WHAT IS REQUIRED: Gather each line in the listing that contains the string "every" and write those lines out.

A block of data:

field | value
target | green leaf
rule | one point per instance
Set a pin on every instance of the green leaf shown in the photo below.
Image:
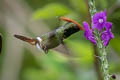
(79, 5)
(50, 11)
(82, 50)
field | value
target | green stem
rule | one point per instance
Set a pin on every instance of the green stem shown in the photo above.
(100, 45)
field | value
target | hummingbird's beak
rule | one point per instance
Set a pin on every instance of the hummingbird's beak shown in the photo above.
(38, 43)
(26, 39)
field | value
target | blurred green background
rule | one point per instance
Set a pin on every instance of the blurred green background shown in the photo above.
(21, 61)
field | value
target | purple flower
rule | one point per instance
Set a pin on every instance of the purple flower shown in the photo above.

--

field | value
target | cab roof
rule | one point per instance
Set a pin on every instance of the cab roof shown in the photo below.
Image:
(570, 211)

EXPECTED OUTPUT:
Set a pin on every instance of the green leaf shown in the photo below.
Set a pin on every instance of the green stem shown in the photo above.
Set a pin on every instance of the hummingbird's beak shown in the photo above.
Set a pin on every instance of the blurred green background shown in the photo above.
Set a pin on every instance of the purple flower shown in the photo above.
Set a pin on every instance of the cab roof shown in the photo below.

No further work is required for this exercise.